EXERCISE DESCRIPTION: Working through the entries below, find how many lines include "concrete", then write only that number.
══ EXERCISE DATA ══
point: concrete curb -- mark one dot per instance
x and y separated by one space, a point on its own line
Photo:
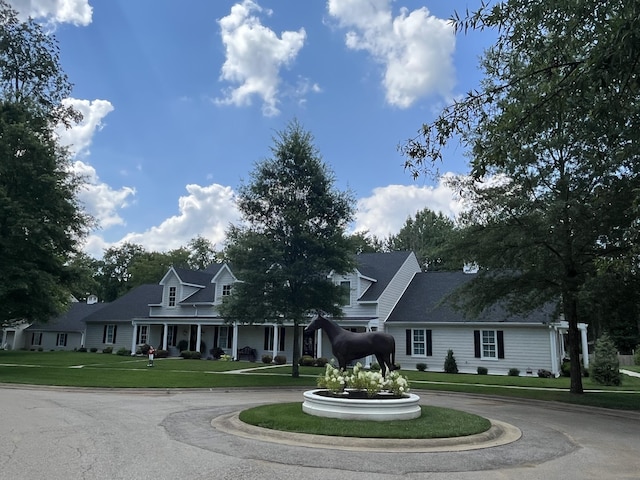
500 433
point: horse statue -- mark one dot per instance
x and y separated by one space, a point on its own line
348 346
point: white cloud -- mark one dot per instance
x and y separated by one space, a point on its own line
77 12
101 200
254 57
415 47
205 211
385 212
79 137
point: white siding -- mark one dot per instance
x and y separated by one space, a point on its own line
524 347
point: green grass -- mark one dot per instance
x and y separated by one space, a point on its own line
85 369
435 422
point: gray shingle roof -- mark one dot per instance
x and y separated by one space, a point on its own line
381 267
423 301
131 305
70 321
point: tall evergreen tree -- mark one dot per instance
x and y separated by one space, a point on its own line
291 238
553 137
426 235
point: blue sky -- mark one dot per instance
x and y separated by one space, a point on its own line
180 99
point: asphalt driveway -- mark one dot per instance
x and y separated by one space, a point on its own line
58 433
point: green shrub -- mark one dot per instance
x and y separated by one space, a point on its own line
450 365
606 366
306 361
321 362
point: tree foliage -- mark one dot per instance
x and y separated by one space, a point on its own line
41 221
291 238
553 138
426 235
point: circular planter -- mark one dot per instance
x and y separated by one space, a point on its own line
378 409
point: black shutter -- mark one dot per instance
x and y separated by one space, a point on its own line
500 344
408 341
281 342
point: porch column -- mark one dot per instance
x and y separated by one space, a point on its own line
276 339
165 326
553 345
234 342
585 345
133 338
319 342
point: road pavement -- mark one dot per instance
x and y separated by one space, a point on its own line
58 433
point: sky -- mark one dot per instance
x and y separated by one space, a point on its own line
182 99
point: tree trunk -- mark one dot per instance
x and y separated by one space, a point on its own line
571 315
295 367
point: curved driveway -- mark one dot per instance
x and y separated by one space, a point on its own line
58 433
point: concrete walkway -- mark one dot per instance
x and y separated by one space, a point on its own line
59 433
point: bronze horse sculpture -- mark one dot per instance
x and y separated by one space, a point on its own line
348 346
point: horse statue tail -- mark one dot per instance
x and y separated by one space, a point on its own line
392 367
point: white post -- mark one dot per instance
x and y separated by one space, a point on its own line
276 339
133 338
585 345
164 336
234 343
553 340
319 342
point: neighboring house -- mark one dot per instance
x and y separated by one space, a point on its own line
426 327
66 332
386 291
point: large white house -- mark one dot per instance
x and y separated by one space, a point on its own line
387 292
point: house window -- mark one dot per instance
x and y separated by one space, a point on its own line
143 334
109 334
345 288
269 338
489 346
419 342
36 338
172 334
61 340
223 337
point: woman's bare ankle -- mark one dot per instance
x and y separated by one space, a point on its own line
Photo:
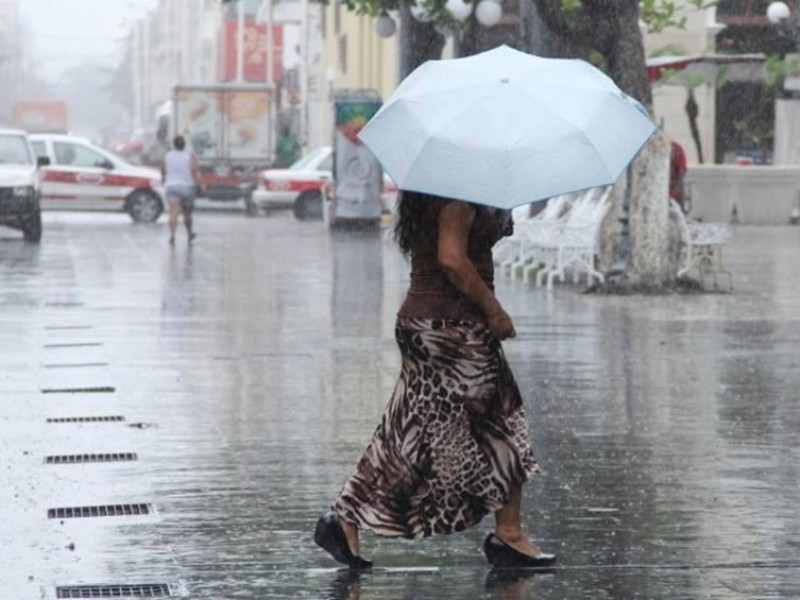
510 535
351 533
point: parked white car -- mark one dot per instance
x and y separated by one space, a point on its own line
297 186
302 185
19 184
84 176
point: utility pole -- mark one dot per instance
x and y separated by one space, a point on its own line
240 41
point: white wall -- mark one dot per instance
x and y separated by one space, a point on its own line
669 101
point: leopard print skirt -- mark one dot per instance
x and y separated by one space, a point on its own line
452 441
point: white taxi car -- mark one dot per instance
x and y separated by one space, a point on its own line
81 175
303 185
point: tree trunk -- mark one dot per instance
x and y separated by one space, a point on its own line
419 42
643 248
649 266
511 31
626 59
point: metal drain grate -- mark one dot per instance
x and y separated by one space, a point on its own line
72 459
73 365
141 590
109 510
105 389
109 419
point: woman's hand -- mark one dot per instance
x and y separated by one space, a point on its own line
501 325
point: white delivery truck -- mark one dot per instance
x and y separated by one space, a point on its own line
230 129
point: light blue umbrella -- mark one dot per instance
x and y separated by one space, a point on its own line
505 128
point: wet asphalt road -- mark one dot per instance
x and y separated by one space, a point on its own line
251 370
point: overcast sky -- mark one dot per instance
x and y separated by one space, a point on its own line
65 33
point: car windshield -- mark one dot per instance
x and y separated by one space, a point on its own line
14 151
308 159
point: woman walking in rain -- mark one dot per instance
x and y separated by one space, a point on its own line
452 445
181 176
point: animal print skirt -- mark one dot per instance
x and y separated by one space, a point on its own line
452 441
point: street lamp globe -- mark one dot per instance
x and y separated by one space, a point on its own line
459 9
385 26
488 13
778 12
421 13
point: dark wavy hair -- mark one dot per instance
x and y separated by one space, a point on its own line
411 207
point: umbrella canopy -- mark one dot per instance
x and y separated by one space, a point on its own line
505 128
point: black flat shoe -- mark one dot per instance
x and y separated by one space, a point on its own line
501 555
329 535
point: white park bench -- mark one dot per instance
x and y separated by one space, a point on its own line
705 243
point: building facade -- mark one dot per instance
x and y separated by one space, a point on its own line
670 99
12 64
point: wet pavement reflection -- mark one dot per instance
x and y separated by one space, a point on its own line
252 368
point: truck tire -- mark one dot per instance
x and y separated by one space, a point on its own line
308 206
32 228
250 207
144 206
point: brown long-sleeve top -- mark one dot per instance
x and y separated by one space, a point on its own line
431 295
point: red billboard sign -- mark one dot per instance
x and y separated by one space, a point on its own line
255 51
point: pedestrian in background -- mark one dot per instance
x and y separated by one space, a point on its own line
287 149
452 445
181 176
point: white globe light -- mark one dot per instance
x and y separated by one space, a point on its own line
777 12
488 13
421 14
385 26
459 9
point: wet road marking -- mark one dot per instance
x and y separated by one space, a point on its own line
109 419
108 510
136 590
71 365
73 345
106 389
72 459
63 304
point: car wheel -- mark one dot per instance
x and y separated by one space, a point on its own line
144 206
308 206
32 228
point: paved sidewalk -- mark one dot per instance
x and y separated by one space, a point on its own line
251 370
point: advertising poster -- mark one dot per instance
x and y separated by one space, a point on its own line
358 175
247 114
199 119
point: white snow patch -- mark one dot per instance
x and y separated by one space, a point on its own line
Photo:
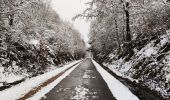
═══
SOLUTION FOR THIS EXERCISE: 2